[PROBLEM TO SOLVE]: Copy the entries below word for word, omitting the pictures.

[AVAILABLE RECORDS]:
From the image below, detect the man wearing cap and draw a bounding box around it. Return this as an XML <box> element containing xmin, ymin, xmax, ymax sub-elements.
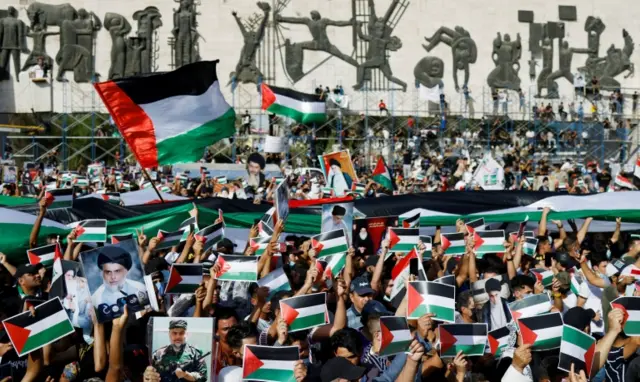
<box><xmin>151</xmin><ymin>320</ymin><xmax>207</xmax><ymax>382</ymax></box>
<box><xmin>91</xmin><ymin>246</ymin><xmax>148</xmax><ymax>312</ymax></box>
<box><xmin>347</xmin><ymin>276</ymin><xmax>375</xmax><ymax>329</ymax></box>
<box><xmin>322</xmin><ymin>205</ymin><xmax>351</xmax><ymax>237</ymax></box>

[ANSWER TO THIS TASK]:
From the image below, detect the man wearing cap and draw a bounding box around it. Return this as an XML <box> element containing xmin, ymin, xmax, ymax sub-elements.
<box><xmin>151</xmin><ymin>320</ymin><xmax>207</xmax><ymax>382</ymax></box>
<box><xmin>91</xmin><ymin>246</ymin><xmax>148</xmax><ymax>312</ymax></box>
<box><xmin>347</xmin><ymin>276</ymin><xmax>375</xmax><ymax>329</ymax></box>
<box><xmin>322</xmin><ymin>205</ymin><xmax>351</xmax><ymax>237</ymax></box>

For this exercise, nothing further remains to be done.